=== Articolo ===

Inventato l'algoritmo che prevede le piene dei fiumi con tre giorni d'anticipo

Venerdì 10 Gennaio 2020 di Angela Pederiva
Alluvione a Caldogno
VENEZIA - A dieci anni dalla Grande Alluvione, e per la prima volta nel Vecchio Continente, il Veneto inventa e utilizza l’algoritmo anti-disastri. In gergo si chiama Image (Interfaccia e modello per l’allerta e la gestione) ed è un complesso programma di calcoli, capace in una decina di minuti di prevedere le piene dei fiumi con 72 ore di anticipo, così da permettere alle autorità di prendere decisioni ponderate a tutela del territorio e della popolazione, nonché di effettuare una pianificazione ragionata degli interventi necessari. A idearlo sono stati i “cervelli” (orgogliosamente non in fuga) del dipartimento di Ingegneria civile edile e ambientale dell’Università di Padova, in collaborazione con la Regione, che ieri l’ha presentato a Palazzo Balbi annunciandone la graduale implementazione, dopo i primi test tenuti nel riserbo sperimentale in occasione di Vaia.
COME FUNZIONA
Il sistema permette di sapere, fino a tre giorni prima dell’evento, se, dove e quando (cioè a che ora) un corso d’acqua esonderà, attraverso una copiosa serie di sofisticati dati, gestiti nella centrale operativa della Protezione civile regionale a Marghera, ma correggibili in remoto anche dall’Ateneo, dove opera il gruppo scientifico composto da Luca Carniello, Giulia Passadore, Elena Crestani, Riccardo Mel e Daniele Viero, sotto la supervisione del luminare della difesa idraulica Luigi D’Alpaos, “padre” del piano di opere da 3,2 miliardi di euro che finora la Regione ha realizzato per poco meno di un terzo. Ha spiegato l’accademico: «Abbiamo realizzato una cascata di modelli che, partendo dalle previsioni meteo dell’Arpav, definiscono gli stati idrometrici che si manifestano nel bacino di un fiume e individuano le eventuali sezioni critiche che sono, o no, in grado di contenere la portata. Il salto di qualità rispetto al passato è rappresentato dal fatto che le scelte non sono più affidate solo all’esperienza degli operatori, ma all’esperienza sostenuta da sistemi di calcolo che danno oggettività alle decisioni che saranno prese». 
Si parte dal modello idrologico di generazione della piena e si arriva al modello idraulico e idrogeologico della sua propagazione, capace di mostrare la sussistenza di condizioni pericolose. «Questi codici – ha sottolineato il professor D’Alpaos – sono stati tutti realizzati dai nostri ricercatori, per cui si può intervenire sugli schemi e migliorarli nel tempo, anche se si tratta già di modelli ormai collaudati e affidabili. Certo, quanto più sarà precisa la previsione meteorologica, tanto più saranno corrette le valutazioni sull’effetto al suolo. Purtroppo la meccanica dei fluidi, che governa i movimenti delle masse di aria nell’atmosfera, è influenzata da temperatura, venti e altri parametri molto complessi da inquadrare. Sono però convinto che in tempi relativamente brevi si andrà verso un perfezionamento. Per fortuna la Regione ha creduto in noi, permettendoci di stabilizzare un gruppo di ricerca dedicato esclusivamente a questo tema».

=== Dati mostrati ===

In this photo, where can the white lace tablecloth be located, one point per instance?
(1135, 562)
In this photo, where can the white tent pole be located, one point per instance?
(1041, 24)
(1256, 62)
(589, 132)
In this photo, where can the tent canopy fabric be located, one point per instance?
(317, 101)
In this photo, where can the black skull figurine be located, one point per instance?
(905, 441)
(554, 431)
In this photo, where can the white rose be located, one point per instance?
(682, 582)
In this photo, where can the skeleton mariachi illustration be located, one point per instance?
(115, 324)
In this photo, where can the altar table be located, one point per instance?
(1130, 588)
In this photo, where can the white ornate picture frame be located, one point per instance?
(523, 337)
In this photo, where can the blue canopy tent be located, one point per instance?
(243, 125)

===

* Compito assegnato 1 *
Quali ricercatori compongono il gruppo scientifico dell'Ateneo secondo l'articolo sull'algoritmo per le piene dei fiumi? Elencali tutti, senza il supervisore.
* Compito assegnato 2 *
Prosegui l'articolo sull'algoritmo per le piene dei fiumi a partire dal punto in cui si interrompe.
Le righe non hanno alcun legame con l'articolo.

* Risposta all'esercizio 1 *
Luca Carniello, Giulia Passadore, Elena Crestani, Riccardo Mel e Daniele Viero.

* Risposta all'esercizio 2 *
IL FINANZIAMENTO
Ha ricordato il governatore Luca Zaia: «Nel 2010, quando sono arrivato, non ho trovato modelli previsionali efficienti come quelli di cui possiamo disporre oggi. Abbiamo fatto un grande investimento su questo fronte e questo ci dà garanzia e risposta assolutamente serie». Con un finanziamento di 150.000 euro l’anno, erogato da Palazzo Balbi fin dal 2013, sono stati infatti trattenuti all’Università di Padova tre ricercatori, che compongono la squadra insieme a due docenti. 
Finora il modello è stato messo a punto per i tre bacini più critici del Veneto: Brenta-Bacchiglione, Piave e Muson dei Sassi. «Ma il nostro obiettivo – ha rimarcato Gianpaolo Bottacin, assessore regionale alla Protezione civile – è di estenderlo anche agli altri fiumi. Basta digitalizzare le relative informazioni, dopodiché il sistema è perfettamente esportabile. Come riconosciuto anche dall’Autorità di distretto, il nostro è un modello unico in Europa, tanto che vi sta guardando con estremo interesse anche il dipartimento nazionale della Protezione civile. Tranquilli in questo campo non si è mai, però adesso lo sono un po’ di più rispetto ad altri miei colleghi in giro per l’Italia, che non dispongono di uno strumento così raffinato. Sappiamo tutti come va a finire poi: se dai l’allarme e non succede niente, minacciano di farti causa; se invece non dirami l’allerta e accade la tragedia, poi finisci a processo».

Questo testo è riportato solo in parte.